The consequences of Obama’s debt

By Michael J. Boskin
November 2, 2012

This essay was submitted through the Romney campaign as a response to Lawrence Summers’ most recent column, “This election, Obama is the wiser economic choice.”

The large budget deficits and expansion of the national debt under President Barack Obama, unprecedented since World War II, have him set to bequeath an immensely costly legacy. Each of his deficits as a percentage of gross domestic product has been larger than the previous post-World War II record, for which Democrats excoriated President Ronald Reagan. Between the debt already racked up and what Obama’s FY13 budget projects, each income-tax-paying family will owe more in Obama debt than a new mortgage on a median-priced home and four years of college costs.

Yet more than three years into recovery from the recession, the president has not proposed a program to deal with the massive debt. Indeed, he abandoned even the long-run goal of a balanced budget, adopting the much weaker goal of stabilizing the debt-GDP ratio at the higher projected FY2016 level. But he did not budget for it, appointed the Simpson-Bowles Commission to propose how to do so, then ignored its recommendations. He has no serious proposals to deal with the even larger eventual long-run deficits in Social Security and Medicare, which total several times the current national debt. When Treasury Secretary Timothy Geithner was asked by Congress what the administration’s plan was, he said, “We don’t have one.” Vice President Joe Biden guaranteed, “No changes to Social Security.”

The government has been borrowing to cover 30 percent to 40 percent of its budget, hiding the true tax cost of government spending from voters. The $5.5 trillion in debt already accumulated in Obama’s first four years implies a future $5.5 trillion tax hike (in present discounted value). The projected future deficits and debt likewise add up to another immense tax hike, with marginal tax rates eventually reaching 70 percent for many middle-income families. That’s because every dollar borrowed requires future interest be paid; so unless future spending is cut, future taxes must go up to cover the interest.

The prospect and then reality of higher tax rates, plus increased uncertainty about fiscal policy, slow growth and raise the specters of higher inflation eroding the value of the government debt and even a financial crisis. Higher debt above a modest level slows growth because it eventually crowds out investment, and the lower capital formation reduces future incomes. How serious are these negative consequences of Obama’s debt buildup likely to be?
^^^^^^^^^^^^^^^^
### Task item
According to the essay on Obama's debt, how much debt was accumulated in Obama's first four years?

### Material supplied
^^^^^^^^^^^^^^^^
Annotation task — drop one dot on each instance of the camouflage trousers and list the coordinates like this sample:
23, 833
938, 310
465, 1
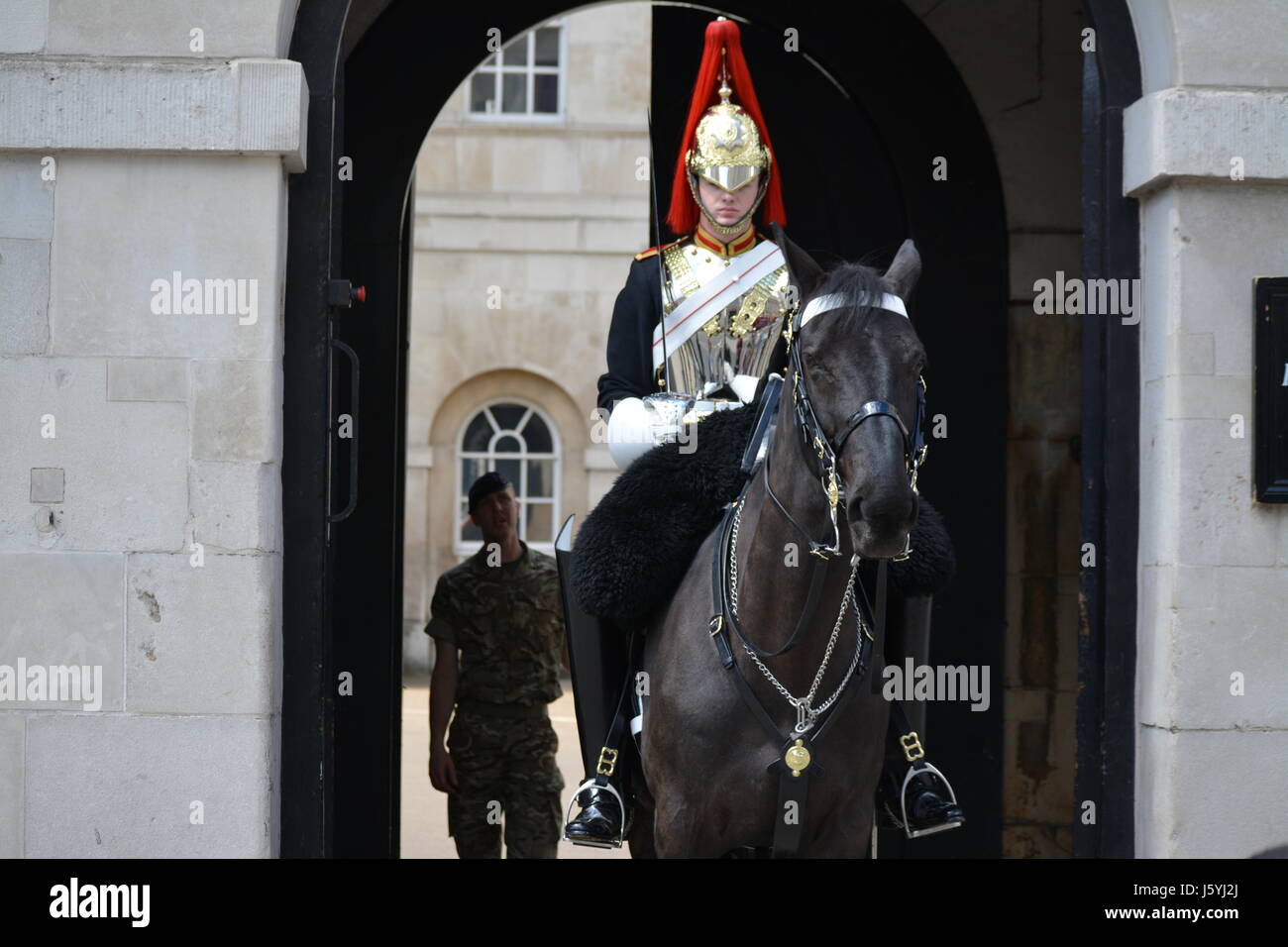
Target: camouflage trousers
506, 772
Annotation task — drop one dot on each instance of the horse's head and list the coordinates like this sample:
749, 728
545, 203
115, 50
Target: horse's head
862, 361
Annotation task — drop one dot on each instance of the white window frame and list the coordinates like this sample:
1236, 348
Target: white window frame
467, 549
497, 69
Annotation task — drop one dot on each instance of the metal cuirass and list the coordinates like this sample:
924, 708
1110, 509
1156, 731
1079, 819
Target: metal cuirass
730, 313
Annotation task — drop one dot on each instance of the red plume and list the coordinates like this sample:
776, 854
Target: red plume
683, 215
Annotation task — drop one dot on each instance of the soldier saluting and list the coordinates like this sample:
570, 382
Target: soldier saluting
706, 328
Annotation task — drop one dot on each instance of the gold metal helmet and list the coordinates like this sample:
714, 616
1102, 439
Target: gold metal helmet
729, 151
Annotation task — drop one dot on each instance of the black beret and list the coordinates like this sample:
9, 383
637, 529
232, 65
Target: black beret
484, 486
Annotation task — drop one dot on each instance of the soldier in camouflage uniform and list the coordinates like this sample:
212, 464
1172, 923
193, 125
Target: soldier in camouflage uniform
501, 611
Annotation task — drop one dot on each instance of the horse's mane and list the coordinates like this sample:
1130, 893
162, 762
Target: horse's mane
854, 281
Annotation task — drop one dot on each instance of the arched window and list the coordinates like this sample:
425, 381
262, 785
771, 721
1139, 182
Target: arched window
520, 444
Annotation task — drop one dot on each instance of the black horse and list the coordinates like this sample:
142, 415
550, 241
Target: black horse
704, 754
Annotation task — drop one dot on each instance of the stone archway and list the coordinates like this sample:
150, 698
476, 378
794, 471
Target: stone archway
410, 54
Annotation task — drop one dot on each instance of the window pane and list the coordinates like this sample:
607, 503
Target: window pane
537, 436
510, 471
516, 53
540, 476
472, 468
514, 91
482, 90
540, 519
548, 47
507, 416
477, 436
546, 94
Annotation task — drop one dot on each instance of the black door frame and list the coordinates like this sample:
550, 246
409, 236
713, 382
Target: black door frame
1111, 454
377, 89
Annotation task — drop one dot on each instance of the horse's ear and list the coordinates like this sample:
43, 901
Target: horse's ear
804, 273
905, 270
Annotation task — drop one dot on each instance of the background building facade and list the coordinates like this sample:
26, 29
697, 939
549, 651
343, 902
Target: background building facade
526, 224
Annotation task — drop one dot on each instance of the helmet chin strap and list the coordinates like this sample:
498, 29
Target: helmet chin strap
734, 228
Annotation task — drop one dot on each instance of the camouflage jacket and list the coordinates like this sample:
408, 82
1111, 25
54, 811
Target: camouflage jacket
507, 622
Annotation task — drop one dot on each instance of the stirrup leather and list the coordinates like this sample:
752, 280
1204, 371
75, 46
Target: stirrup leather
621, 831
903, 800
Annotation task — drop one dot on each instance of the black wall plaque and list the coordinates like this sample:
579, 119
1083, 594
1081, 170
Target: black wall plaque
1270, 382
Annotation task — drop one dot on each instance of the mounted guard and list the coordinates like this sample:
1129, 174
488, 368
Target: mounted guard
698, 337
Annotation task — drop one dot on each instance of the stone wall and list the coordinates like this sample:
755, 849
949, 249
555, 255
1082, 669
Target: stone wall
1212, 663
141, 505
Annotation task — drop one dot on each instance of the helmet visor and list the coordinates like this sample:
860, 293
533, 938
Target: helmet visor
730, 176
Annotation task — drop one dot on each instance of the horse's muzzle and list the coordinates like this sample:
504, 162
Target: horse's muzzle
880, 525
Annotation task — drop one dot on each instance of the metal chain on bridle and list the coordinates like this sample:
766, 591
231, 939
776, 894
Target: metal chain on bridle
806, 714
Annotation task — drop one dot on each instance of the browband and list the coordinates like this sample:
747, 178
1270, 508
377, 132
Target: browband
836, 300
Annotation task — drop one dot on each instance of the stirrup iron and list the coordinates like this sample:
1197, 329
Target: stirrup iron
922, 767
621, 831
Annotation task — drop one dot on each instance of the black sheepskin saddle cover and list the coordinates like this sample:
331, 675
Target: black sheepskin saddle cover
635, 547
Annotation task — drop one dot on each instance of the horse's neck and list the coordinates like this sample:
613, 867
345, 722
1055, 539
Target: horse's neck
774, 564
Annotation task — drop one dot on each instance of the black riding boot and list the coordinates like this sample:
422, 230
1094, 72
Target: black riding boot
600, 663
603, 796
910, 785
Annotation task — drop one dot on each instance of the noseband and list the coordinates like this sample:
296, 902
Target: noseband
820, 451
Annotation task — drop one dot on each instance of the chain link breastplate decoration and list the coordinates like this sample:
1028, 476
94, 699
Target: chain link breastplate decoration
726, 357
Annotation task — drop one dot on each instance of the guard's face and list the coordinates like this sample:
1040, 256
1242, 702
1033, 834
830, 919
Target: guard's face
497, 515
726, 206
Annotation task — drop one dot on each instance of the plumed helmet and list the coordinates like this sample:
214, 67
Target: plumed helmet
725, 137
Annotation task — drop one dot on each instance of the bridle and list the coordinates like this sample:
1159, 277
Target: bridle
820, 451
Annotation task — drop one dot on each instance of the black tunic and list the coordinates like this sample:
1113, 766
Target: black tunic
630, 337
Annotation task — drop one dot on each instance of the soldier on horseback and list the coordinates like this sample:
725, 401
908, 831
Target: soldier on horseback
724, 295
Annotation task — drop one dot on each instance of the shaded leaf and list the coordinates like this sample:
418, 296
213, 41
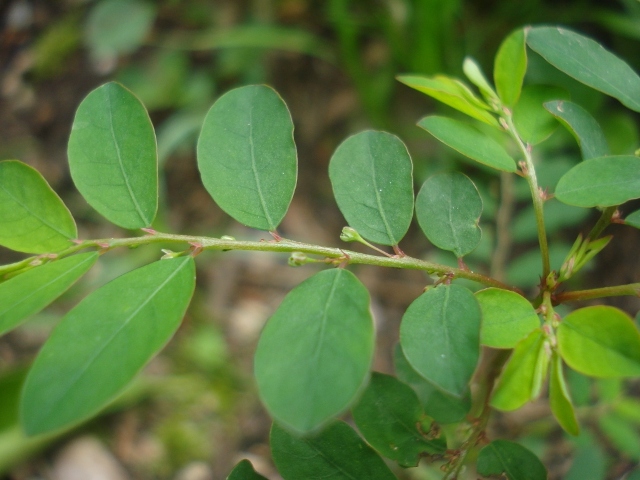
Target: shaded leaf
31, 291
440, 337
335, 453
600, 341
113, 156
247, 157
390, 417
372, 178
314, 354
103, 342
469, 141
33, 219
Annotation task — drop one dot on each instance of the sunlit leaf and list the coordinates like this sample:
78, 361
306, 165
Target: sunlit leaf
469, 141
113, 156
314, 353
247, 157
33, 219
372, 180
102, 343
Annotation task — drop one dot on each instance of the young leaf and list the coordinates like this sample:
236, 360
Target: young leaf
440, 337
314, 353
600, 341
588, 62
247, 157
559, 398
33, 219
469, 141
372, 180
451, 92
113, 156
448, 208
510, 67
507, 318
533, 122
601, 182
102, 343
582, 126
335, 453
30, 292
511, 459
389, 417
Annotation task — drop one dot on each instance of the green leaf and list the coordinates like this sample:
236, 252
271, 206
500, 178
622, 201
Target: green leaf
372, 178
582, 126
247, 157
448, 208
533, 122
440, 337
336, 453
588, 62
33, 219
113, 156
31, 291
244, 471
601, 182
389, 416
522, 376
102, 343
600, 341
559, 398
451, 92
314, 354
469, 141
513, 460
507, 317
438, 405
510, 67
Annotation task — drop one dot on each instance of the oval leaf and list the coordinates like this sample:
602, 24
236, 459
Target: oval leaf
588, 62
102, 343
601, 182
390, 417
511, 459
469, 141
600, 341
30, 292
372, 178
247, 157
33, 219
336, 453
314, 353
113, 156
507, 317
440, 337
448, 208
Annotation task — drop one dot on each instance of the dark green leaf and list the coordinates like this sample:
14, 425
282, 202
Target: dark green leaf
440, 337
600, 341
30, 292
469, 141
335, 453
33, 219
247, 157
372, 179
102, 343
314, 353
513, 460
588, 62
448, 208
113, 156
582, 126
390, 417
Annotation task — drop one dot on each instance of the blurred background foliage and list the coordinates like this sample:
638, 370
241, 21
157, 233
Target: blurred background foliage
^^^^^^^^^^^^^^^^
### Answer
$5.5 trillion